[DOCUMENT SECTION]

The Risky Business of Paying Physicians as Contractors

Jehan N. Jayakumar; Matthew M. Stokke

Disclosures

December 23, 2018

California Ruling Has Contract Consequences

Both small and large practices often hire physicians as independent contractors—sometimes to fill a temporary need, and sometimes to be able to have another physician in their practice without incurring all the expenses and commitments of having another full-time employee.

Earlier this year, the California employment law landscape shifted in a way that is sure to affect all California business owners. The California Supreme Court, in its Dynamex Operations West v. Superior Court decision, created a new legal test for determining whether your licensed providers should be paid as independent contractors or employees. Before writing this off as legal "pop culture," it is important to understand the direct consequences this ruling has for healthcare practices in particular.

How a principal company classifies and pays a service provider affects both employers and employees alike. The classification of a service provider as an independent contractor, generally seen as beneficial for the company's bottom line, strips the protections a service provider would otherwise enjoy if classified as an employee. For example, independent contractors are not eligible for such benefits as participation in retirement plans, paid time off, or health insurance, and they must pay their own expenses, such as malpractice insurance.

Given this push and pull between the service provider and principal company, it comes as no surprise that there have been a number of lawsuits over the years brought by independent contractors who claim they were misclassified as employees, resulting in substantial penalties against the company for failure to follow overtime and meal and rest-break laws, state and federal Social Security and payroll tax requirements, workers' compensation insurance requirements, and unemployment insurance requirements.

In addition to such lawsuits, companies face fines by the state of up to $25,000 per misclassification. Generally speaking, independent contractors cannot bring claims for discrimination or harassment and do not enjoy the protections afforded by leave laws, such as pregnancy disability leave and family and medical leave.

Applying the 'ABC' Test to Physicians

The Dynamex ruling makes these results even more likely. For the last 30 years or so, courts have used the Borello control test, a multifactor test applied on a more subjective, case-by-case basis to determine whether a service provider was properly classified.

In its recent ruling, the California Supreme Court adopted the new, more objective and simplified "ABC" test. There's now a legal presumption that all service providers are employees, and the burden of proof is on companies to establish that they have properly classified a service provider as an independent contractor. To meet this burden under the ABC test, the principal company must establish all of the following:

  1. The service provider is free from the control and direction of the company in the performance of his or her services, by the terms of a written contract and in actuality; and

  2. The service provider performs services that are outside the usual scope of the company's business; and

  3. The service provider is customarily engaged in an independently established trade, occupation, or business.

[/DOCUMENT SECTION]
[DATA FOR REVIEW]

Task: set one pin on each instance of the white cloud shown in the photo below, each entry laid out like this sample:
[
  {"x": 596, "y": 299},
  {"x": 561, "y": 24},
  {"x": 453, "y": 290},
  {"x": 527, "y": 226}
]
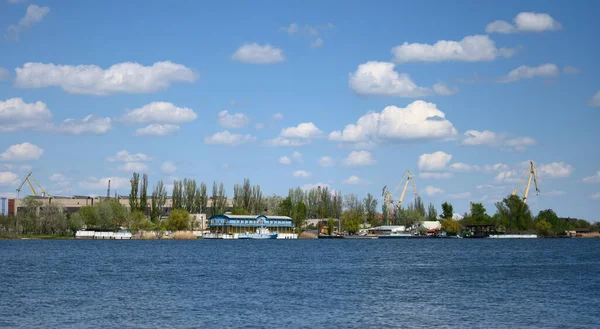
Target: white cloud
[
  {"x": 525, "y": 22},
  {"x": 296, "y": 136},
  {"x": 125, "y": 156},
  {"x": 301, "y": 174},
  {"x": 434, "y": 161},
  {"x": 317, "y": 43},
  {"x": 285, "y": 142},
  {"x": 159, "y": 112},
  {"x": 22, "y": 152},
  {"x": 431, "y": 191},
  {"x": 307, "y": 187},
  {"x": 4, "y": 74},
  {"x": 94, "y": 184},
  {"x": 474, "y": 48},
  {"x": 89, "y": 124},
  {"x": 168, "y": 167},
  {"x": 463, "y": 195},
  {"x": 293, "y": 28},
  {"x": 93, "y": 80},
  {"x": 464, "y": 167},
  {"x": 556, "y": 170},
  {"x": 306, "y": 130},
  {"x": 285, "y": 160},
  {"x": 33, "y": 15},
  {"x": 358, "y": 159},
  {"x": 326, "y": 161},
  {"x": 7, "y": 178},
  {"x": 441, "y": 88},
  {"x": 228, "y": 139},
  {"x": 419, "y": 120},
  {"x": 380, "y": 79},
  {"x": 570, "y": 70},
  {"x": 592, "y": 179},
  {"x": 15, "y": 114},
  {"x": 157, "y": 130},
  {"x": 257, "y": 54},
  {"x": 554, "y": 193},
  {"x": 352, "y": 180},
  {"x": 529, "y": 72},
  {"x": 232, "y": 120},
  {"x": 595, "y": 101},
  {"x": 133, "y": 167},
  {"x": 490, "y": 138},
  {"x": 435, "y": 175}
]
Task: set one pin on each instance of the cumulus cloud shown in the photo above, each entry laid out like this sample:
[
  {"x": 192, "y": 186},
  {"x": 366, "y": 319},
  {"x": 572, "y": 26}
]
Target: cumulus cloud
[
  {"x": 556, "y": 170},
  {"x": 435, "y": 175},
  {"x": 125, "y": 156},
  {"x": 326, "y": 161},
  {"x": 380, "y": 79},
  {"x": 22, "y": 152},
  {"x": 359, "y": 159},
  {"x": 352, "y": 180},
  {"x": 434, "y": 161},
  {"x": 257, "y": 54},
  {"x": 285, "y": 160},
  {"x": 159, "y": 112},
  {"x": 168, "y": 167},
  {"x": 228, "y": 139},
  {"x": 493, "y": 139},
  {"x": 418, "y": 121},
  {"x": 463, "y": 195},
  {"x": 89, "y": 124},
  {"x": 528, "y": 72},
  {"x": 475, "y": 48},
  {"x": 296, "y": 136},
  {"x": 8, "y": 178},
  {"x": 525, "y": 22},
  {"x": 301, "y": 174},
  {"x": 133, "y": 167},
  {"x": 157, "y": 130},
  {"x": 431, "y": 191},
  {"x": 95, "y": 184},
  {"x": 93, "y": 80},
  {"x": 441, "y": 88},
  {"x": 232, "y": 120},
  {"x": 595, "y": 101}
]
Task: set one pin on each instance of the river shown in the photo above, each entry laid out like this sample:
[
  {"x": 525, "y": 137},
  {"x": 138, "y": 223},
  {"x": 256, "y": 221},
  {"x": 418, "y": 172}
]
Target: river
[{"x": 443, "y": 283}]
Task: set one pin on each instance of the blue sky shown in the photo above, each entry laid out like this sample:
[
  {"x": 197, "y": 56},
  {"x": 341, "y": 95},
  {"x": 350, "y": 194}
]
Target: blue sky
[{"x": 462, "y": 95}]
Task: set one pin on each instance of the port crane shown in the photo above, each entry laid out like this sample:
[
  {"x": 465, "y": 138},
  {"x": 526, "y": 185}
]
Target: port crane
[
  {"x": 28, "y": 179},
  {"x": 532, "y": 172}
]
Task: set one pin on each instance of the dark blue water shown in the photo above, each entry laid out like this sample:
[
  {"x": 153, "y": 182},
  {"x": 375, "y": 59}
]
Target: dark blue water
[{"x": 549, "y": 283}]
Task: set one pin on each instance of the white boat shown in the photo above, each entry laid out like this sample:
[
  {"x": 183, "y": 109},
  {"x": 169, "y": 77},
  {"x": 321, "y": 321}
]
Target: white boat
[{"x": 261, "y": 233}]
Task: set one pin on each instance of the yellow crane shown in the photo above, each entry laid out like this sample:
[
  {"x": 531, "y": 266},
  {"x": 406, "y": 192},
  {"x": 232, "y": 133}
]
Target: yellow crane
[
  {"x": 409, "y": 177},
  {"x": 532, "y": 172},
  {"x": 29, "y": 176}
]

[/DATA FOR REVIEW]

▶ _WORK REQUEST_: Return, word for word, the stretch of the article about paying physicians as contractors from "Disclosures" through "another full-time employee.". Draw only on the article about paying physicians as contractors, not on the listing.

▶ _SOLUTION FOR THIS EXERCISE_:
Disclosures

December 23, 2018

California Ruling Has Contract Consequences

Both small and large practices often hire physicians as independent contractors—sometimes to fill a temporary need, and sometimes to be able to have another physician in their practice without incurring all the expenses and commitments of having another full-time employee.